## DOCUMENT PASSAGE
Begin
LRU (Least Recently Used)
How it works: Remove the item that hasn't been used for the longest time.
Example:
Cache [10 items, capacity 1000 items]
├── User A profile (last accessed: 1 hour ago) ← Evict this
├── Product catalog entry (last accessed: 5 minutes ago)
├── Session data (last accessed: 2 minutes ago)
└── ...
When cache is full, remove User A profile (not accessed recently)
Pros:
- ✅ Simple to implement
- ✅ Works well for temporal locality (recently accessed likely to be accessed again)
- ✅ Good for general-purpose caching
Cons:
- ❌ Doesn't account for access frequency (popular items might be evicted)
- ❌ Can be suboptimal for certain access patterns
- ❌ Requires tracking access time (some overhead)
Real-world use: Most default cache implementations, web caches, database caches
LFU (Least Frequently Used)
How it works: Remove the item that has been accessed least often overall.
Example:
Cache [10 items, capacity 1000 items]
├── User A profile (access count: 5) ← Evict this
├── Product catalog entry (access count: 10,000)
├── Session data (access count: 50)
└── ...
When cache is full, remove User A profile (least accessed)
Pros:
- ✅ Keeps most popular items in cache
- ✅ Good for workloads with clear popularity patterns
- ✅ Optimizes for cache hit rate
Cons:
- ❌ Requires tracking access frequency (more memory overhead)
End
Entries taken from a collection
Begin
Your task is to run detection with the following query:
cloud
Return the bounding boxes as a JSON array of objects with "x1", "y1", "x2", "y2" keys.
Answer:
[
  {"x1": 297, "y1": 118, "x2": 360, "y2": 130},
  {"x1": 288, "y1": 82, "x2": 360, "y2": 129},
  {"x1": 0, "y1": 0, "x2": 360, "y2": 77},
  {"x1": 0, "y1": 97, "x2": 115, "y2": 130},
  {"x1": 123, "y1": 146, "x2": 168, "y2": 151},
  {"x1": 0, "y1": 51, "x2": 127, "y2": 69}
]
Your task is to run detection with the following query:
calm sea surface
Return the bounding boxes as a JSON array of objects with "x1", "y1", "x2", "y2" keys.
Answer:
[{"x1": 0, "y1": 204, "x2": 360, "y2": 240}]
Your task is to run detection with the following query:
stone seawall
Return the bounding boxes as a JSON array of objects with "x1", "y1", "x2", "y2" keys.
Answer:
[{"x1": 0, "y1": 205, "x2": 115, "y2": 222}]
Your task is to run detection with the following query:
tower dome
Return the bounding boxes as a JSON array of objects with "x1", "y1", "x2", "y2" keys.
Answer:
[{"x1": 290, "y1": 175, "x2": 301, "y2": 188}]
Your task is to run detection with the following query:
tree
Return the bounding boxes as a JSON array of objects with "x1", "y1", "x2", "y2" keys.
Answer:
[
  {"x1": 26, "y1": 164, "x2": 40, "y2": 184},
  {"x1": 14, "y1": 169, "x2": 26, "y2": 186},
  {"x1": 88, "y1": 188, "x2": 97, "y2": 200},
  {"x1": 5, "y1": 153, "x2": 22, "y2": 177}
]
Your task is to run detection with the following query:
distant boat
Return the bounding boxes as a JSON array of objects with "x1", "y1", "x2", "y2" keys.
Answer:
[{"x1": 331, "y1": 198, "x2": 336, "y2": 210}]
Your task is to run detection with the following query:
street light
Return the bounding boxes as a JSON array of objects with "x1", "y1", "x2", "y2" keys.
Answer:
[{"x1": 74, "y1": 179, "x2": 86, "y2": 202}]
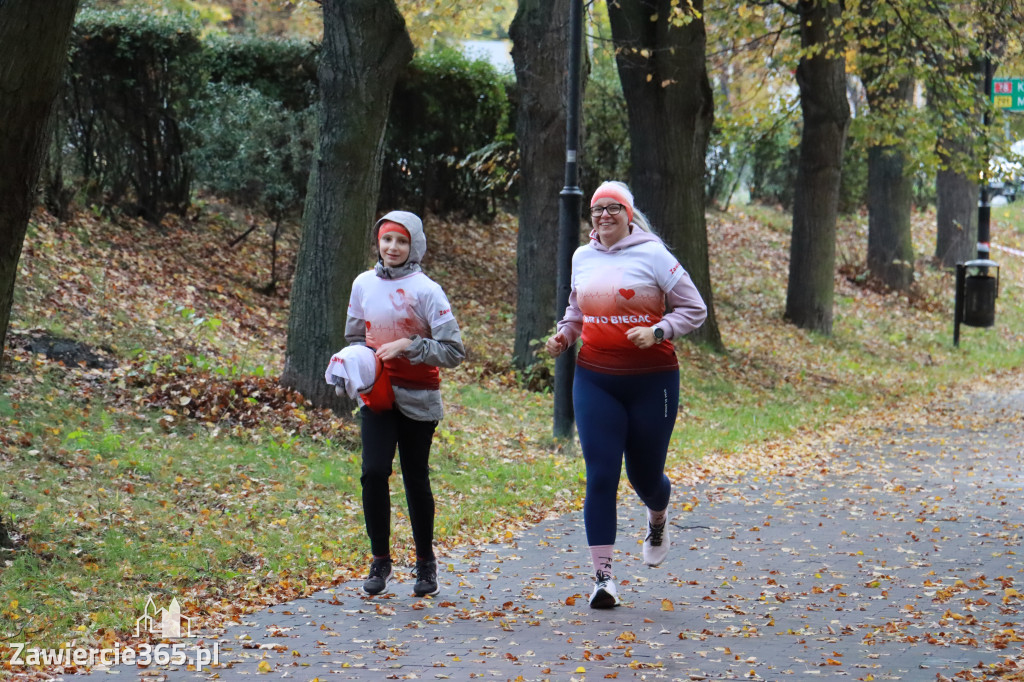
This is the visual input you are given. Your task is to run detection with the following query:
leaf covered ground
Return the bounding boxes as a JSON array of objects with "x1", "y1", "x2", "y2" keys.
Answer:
End
## EXERCISE SET
1. In the passage on cache eviction, what real-world uses are listed for LRU?
2. Please output, word for word, the part of the passage on cache eviction from "How it works: Remove the item that hasn't" to "5 minutes ago)".

## RESULTS FOR THE EXERCISE
1. Most default cache implementations, web caches, and database caches.

2.
How it works: Remove the item that hasn't been used for the longest time.
Example:
Cache [10 items, capacity 1000 items]
├── User A profile (last accessed: 1 hour ago) ← Evict this
├── Product catalog entry (last accessed: 5 minutes ago)